• **Stated task**
In the thread about skittish pet rats below, copy word for word the passage from "Okay thanks. I" up to and including "as you can.".

# My rats are skittish



## kayla (Jan 6, 2011)

I have been doing the trust thing by giving them treats and they stay around me long enough to eat from my hand but any time I even move slightly or make a noise they freak out and dash away. It's not like I've abused them or anything so I don't get it ??? And they are all like that. Like any time I open the cage door which makes a noise they run and hide. Once I got one out and he was climbing on my arm then all of a sudden he jumped so far onto the floor and was breaking his face trying to get back in the cage! They also don't like me to pick them up, but if I'm supposed to be handling them to make them more friendly and they won't let me then what the heck? haha. I just want good pets/companions, but right now they are just kind of blah.. 
What should I do.


----------



## Meep (Jun 21, 2010)

Just continue to work with them. If you purchased them from a pet shop or a somewhere similar they are most likely going to be afraid of human contact and unfamiliar noises. If you handle them daily and offer them lots of treats they will warm up in no time.

My rats used to scared of human contact and every noise possible, but with lots of handling and experiencing different noises and surroundings they became loving and full of personality.

Try sticking your hand in their cage and letting them sniff you around and take treats from you that way and once they get more comfortable try taking them out and letting them explore things. It may take awhile but soon they will be fearless.


----------



## kayla (Jan 6, 2011)

Okay thanks. I 'll keep trying then. I hope it works cause they're cool, but they just don't trust me yet :-\


----------



## begoodtoanimals (Dec 6, 2007)

it took about two months before my pet store rat was tame and trusting. But you have to work with her every day as often as you can.


----------



## rodentmom (Jun 3, 2007)

I agree. One of mine was skittish and we continued to give treats and have been handling them every day. Now, I can barely get the cage door closed without them jumping onto my sweater!


----------



## kayla (Jan 6, 2011)

haha that's cool you guys. well yeah they seem to be warming up a little bit. slowly but surely haha


----------

• **Data**
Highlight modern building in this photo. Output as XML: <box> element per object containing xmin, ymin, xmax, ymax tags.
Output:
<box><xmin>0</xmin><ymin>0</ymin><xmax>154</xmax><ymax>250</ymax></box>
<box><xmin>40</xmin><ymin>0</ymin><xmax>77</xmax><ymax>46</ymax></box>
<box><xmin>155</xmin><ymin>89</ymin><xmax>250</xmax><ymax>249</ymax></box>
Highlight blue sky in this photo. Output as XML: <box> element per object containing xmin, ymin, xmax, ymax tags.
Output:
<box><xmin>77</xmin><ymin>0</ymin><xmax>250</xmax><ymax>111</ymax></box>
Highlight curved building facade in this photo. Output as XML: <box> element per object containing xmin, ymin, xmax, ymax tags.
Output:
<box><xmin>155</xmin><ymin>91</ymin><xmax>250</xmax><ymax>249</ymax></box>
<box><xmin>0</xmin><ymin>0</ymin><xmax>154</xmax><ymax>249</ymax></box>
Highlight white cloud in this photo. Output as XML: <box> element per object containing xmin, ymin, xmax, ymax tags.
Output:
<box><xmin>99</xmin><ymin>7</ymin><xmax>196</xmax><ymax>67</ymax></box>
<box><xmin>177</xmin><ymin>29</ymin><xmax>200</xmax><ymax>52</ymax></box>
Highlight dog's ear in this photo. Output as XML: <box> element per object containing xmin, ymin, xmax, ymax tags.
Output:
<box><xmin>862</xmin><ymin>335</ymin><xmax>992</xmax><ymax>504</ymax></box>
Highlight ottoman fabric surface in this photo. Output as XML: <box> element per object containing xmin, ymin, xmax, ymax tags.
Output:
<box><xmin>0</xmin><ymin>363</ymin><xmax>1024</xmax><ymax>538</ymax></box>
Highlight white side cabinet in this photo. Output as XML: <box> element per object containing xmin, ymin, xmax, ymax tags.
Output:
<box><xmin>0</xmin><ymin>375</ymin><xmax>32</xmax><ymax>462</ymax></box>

• **Task answer**
Okay thanks. I 'll keep trying then. I hope it works cause they're cool, but they just don't trust me yet :-\


----------



## begoodtoanimals (Dec 6, 2007)

it took about two months before my pet store rat was tame and trusting. But you have to work with her every day as often as you can.